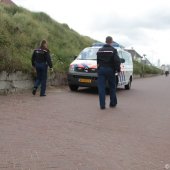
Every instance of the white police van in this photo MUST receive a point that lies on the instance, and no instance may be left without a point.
(83, 70)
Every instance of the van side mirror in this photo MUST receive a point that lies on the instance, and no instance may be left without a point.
(122, 60)
(75, 57)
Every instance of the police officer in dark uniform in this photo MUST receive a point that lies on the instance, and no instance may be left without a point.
(108, 62)
(41, 59)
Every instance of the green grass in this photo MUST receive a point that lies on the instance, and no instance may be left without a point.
(21, 31)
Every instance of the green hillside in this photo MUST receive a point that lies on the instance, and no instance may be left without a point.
(21, 31)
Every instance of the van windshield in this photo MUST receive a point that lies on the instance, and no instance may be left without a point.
(88, 54)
....................
# [Your instructions]
Give every line back word for word and leave the pictures out.

# [Response below]
Every instance of the white police van in this photo MUST receive a point that lies on the instance, and no instance may be left without a point.
(83, 70)
Every instance of the van side mirror in this photo MUST receive a point that lies on the instance, and no instance may be left without a point.
(122, 60)
(75, 57)
Every instance of the police officer in dark uniform in this photo MUST receive a point that lies on the instance, and no instance may be left without a point.
(108, 62)
(41, 59)
Every instance of the green grass in this photo MUST receive a point that lies on the instance, and no instance may be left without a point.
(21, 31)
Every instance of the green hillside in this photo MUST receive a point that lies on the instance, and no instance may be left without a point.
(21, 31)
Every instance of the van windshield in this photo MUST receive a point that lies on the instance, and no instance may be left without a point.
(88, 54)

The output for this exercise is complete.